### THE PROBLEM
Reproduce the lines starting at the one containing "Identify the position of each instance of the adult left" and ending at the one containing "[(198, 205)]", with "single point" renamed to "single dot" and nothing else changed.

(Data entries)
<<<<
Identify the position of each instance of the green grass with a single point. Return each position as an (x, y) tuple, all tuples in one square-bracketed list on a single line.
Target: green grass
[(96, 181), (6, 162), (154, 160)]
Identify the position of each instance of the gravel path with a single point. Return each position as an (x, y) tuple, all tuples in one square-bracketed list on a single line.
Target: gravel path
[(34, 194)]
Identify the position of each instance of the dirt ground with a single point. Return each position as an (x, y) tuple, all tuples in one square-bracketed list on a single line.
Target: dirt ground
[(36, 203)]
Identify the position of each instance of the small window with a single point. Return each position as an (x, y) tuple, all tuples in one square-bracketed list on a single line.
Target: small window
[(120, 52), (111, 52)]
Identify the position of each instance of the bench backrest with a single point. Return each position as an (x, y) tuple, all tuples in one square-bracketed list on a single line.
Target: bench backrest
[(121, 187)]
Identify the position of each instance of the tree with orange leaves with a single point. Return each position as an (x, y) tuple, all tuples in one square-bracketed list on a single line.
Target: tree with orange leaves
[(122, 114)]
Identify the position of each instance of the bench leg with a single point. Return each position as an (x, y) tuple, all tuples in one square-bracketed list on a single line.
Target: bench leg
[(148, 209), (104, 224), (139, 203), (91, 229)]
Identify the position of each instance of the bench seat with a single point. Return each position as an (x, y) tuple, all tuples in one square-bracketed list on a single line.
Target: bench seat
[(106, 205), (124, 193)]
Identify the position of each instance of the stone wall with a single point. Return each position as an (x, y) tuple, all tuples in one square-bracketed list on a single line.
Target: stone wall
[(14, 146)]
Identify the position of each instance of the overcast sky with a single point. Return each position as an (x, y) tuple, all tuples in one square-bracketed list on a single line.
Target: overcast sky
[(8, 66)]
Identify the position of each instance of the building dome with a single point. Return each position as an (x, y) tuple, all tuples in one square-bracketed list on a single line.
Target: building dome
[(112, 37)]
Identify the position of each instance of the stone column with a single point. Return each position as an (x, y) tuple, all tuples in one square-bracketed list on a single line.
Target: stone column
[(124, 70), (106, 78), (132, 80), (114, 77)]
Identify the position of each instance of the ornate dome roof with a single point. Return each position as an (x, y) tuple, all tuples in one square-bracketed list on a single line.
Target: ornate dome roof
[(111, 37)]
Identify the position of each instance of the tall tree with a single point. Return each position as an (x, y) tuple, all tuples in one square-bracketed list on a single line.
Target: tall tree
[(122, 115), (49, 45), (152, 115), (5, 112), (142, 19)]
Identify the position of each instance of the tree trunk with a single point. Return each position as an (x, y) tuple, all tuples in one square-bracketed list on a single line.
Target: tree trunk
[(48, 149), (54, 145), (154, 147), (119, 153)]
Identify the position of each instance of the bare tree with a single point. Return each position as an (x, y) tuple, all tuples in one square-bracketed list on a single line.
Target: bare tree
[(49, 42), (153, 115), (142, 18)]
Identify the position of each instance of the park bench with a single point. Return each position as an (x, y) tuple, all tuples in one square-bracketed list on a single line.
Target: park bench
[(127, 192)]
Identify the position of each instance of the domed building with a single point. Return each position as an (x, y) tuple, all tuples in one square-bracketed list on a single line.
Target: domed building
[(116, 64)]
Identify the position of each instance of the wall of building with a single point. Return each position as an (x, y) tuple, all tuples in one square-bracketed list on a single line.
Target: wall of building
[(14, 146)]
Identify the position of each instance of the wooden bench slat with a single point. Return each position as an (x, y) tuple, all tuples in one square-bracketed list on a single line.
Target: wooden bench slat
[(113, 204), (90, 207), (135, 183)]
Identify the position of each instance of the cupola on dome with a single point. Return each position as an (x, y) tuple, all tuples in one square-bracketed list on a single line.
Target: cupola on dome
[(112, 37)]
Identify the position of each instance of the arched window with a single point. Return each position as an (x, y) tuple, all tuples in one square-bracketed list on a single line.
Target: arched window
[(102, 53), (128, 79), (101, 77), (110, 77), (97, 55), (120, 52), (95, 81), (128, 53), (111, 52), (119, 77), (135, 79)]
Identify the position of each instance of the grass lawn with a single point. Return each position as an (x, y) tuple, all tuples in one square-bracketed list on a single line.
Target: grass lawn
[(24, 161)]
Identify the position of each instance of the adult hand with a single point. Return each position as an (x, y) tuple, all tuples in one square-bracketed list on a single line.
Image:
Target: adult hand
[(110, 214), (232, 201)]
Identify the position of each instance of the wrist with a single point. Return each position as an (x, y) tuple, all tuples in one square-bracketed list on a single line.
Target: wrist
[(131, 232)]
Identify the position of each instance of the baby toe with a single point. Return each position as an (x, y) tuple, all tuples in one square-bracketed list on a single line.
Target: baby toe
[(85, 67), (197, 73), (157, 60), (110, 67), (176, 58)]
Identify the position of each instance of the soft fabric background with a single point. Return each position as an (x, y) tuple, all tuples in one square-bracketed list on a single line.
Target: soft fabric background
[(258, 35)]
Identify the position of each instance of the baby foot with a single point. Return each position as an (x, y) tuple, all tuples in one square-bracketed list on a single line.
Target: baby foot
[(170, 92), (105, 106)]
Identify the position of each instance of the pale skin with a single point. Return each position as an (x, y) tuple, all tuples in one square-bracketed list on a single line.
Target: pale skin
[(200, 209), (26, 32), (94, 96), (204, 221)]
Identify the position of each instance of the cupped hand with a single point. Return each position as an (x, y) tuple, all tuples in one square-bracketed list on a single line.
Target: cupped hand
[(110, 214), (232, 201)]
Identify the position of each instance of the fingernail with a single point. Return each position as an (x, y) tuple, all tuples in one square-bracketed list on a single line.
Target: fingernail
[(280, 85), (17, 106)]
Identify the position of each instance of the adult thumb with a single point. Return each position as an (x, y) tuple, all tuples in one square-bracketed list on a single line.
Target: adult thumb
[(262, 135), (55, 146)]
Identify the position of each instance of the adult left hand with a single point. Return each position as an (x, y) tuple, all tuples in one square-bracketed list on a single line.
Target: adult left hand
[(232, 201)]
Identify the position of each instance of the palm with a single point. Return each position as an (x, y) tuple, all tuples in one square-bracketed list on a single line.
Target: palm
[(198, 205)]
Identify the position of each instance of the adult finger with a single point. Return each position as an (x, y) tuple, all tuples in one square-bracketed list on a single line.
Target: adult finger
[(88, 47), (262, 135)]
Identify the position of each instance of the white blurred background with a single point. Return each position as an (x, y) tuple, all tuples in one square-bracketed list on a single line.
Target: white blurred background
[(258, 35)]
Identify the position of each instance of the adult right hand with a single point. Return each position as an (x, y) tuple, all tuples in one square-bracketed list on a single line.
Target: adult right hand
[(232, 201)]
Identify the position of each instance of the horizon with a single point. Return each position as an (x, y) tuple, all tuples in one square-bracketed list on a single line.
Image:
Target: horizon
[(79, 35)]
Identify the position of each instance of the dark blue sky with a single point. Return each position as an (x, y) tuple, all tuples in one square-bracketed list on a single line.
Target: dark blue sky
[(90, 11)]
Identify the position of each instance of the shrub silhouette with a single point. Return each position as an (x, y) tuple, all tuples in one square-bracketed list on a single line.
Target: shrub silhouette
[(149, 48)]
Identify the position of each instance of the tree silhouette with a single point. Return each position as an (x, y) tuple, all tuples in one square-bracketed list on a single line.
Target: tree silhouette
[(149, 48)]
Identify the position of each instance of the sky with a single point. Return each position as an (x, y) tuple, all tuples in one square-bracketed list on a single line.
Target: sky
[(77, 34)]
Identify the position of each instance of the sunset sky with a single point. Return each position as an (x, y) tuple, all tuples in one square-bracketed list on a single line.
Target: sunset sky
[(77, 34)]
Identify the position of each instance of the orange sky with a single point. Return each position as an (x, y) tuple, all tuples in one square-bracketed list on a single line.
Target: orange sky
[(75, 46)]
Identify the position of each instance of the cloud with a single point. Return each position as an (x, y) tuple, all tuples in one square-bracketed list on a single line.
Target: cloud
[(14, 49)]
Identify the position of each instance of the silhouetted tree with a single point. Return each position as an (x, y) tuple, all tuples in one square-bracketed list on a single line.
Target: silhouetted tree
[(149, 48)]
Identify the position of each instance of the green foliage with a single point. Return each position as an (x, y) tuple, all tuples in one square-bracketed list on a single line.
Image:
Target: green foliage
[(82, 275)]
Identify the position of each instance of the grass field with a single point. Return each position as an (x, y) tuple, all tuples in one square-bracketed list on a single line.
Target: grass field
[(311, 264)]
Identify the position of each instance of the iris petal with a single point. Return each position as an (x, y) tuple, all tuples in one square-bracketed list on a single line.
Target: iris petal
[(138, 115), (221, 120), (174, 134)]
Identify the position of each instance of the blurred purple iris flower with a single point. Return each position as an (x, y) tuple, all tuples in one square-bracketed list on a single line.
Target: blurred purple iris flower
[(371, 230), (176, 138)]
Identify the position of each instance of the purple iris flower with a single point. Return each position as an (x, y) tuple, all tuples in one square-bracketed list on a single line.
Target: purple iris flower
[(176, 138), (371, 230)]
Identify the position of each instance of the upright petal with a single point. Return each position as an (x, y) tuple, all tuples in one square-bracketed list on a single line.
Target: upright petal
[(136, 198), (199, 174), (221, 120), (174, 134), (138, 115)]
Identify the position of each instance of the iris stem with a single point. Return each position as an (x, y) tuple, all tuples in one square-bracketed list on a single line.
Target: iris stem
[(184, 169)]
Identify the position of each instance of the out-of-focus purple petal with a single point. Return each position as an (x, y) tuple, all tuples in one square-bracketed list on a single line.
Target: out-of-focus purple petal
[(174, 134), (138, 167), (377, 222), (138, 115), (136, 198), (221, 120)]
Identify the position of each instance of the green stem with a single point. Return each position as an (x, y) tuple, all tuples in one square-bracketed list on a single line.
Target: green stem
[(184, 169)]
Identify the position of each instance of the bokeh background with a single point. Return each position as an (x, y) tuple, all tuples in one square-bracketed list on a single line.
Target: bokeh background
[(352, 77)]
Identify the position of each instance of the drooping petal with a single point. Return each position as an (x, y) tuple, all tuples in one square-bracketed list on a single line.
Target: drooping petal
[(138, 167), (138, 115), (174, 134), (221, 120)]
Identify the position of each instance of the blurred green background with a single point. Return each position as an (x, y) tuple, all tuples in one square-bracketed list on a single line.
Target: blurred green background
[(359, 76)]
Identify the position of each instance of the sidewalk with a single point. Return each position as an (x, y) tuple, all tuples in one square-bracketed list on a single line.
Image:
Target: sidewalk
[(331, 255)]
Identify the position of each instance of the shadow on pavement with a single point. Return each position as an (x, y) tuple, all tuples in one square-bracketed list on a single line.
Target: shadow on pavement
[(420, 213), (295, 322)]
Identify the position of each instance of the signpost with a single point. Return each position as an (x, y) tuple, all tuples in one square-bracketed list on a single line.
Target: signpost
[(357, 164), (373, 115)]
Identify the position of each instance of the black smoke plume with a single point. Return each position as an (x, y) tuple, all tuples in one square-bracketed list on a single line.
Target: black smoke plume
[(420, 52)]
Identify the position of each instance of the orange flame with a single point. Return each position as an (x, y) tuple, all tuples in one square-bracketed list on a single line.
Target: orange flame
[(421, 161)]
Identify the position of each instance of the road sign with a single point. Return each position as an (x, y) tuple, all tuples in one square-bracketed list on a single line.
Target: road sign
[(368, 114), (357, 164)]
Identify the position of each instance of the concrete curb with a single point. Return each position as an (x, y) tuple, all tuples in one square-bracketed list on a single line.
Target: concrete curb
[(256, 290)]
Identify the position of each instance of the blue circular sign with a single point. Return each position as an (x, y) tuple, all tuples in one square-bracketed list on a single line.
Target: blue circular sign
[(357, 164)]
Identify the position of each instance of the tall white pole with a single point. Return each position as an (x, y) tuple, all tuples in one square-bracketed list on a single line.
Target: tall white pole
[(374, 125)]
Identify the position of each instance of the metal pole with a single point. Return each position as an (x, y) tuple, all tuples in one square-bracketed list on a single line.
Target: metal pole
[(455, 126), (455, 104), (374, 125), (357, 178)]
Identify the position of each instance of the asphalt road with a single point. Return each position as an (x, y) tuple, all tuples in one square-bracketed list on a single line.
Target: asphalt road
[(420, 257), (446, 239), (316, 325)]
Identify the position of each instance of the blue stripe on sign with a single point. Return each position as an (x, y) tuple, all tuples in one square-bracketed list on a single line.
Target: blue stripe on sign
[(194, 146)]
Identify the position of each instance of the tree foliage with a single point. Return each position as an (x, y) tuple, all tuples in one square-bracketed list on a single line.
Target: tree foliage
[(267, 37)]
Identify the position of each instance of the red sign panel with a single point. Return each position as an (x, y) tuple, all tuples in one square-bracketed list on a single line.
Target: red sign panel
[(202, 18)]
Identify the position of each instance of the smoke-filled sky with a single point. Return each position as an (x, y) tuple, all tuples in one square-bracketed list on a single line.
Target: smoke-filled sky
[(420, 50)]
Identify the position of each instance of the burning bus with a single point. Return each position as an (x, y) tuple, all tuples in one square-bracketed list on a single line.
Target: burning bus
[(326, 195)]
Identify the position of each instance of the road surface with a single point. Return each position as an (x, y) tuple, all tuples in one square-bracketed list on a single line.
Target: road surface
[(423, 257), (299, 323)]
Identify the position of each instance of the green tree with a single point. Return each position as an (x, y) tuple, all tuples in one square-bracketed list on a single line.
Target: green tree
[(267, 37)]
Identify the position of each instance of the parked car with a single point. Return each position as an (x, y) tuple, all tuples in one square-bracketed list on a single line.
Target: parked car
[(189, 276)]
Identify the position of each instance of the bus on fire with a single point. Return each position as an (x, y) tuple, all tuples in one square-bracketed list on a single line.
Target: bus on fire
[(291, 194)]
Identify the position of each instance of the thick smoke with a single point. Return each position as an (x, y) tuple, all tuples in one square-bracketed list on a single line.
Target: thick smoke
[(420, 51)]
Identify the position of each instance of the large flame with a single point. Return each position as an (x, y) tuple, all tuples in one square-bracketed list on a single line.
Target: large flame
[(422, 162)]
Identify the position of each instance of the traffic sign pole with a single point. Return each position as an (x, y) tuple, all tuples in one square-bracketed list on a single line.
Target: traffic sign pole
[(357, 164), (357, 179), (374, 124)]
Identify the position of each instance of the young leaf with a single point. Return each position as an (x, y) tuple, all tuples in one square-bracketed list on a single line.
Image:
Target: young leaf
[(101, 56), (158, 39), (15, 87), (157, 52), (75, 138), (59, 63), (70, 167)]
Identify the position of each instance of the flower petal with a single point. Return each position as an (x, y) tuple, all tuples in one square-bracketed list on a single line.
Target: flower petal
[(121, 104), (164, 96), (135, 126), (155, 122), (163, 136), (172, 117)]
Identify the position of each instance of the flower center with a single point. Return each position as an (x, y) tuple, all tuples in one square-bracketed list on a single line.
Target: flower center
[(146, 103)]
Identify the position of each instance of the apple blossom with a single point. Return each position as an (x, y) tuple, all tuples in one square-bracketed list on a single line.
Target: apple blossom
>>>>
### ANSWER BELOW
Identify the position of each instance of the adult left hand with a single dot. Return each position as an (x, y) tuple, all tuples in one square-bracketed list on a single line.
Target: adult left hand
[(232, 201)]
Identify the position of each instance of the palm with a single dot. Return each position as an (x, y) tuple, all tuples in one square-bracketed list on a single line.
Target: palm
[(198, 205)]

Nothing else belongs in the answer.